_Data provided_
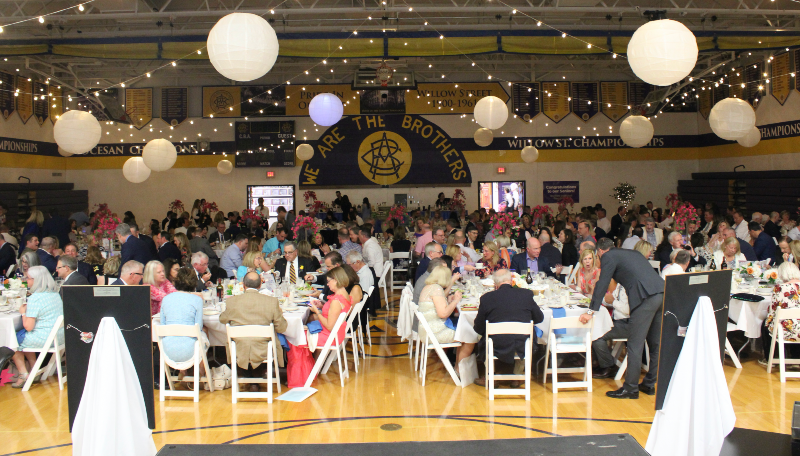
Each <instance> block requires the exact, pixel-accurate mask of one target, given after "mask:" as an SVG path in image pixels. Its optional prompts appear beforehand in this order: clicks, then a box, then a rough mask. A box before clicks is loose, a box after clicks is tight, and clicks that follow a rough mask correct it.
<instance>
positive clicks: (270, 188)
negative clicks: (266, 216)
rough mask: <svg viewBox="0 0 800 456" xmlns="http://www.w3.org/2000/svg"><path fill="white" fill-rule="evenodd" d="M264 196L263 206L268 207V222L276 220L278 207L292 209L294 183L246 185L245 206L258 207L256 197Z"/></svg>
mask: <svg viewBox="0 0 800 456" xmlns="http://www.w3.org/2000/svg"><path fill="white" fill-rule="evenodd" d="M259 198H264V206H266V207H268V208H269V224H270V226H272V224H273V223H275V222H276V221H277V220H278V207H280V206H283V207H284V208H286V211H287V212H288V211H291V210H292V209H294V185H248V186H247V208H248V209H255V208H256V207H258V199H259Z"/></svg>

_Your assignment_
Can you retype the material above word for word, leaving out the pictures?

_Output of the task_
Each <instance> block requires the exact, pixel-accurate mask of one target, given after "mask:" as an SVG path in image pixels. Its optional prompts appear beforehand in this order: clicks, then a box, then a rough mask. A box before clicks is loose, a box after clicks is tight, and clicks that follow a rough mask correct it.
<instance>
positive clicks: (270, 188)
negative clicks: (266, 216)
rough mask: <svg viewBox="0 0 800 456" xmlns="http://www.w3.org/2000/svg"><path fill="white" fill-rule="evenodd" d="M264 196L263 206L268 207V222L276 220L278 207L292 209L294 183L246 185L245 206L258 207L256 197Z"/></svg>
mask: <svg viewBox="0 0 800 456" xmlns="http://www.w3.org/2000/svg"><path fill="white" fill-rule="evenodd" d="M259 198H264V206H266V207H268V208H269V224H270V226H272V224H273V223H275V222H276V221H277V220H278V207H280V206H283V207H284V208H286V211H287V212H288V211H291V210H292V209H294V185H248V186H247V208H248V209H255V208H256V207H258V199H259Z"/></svg>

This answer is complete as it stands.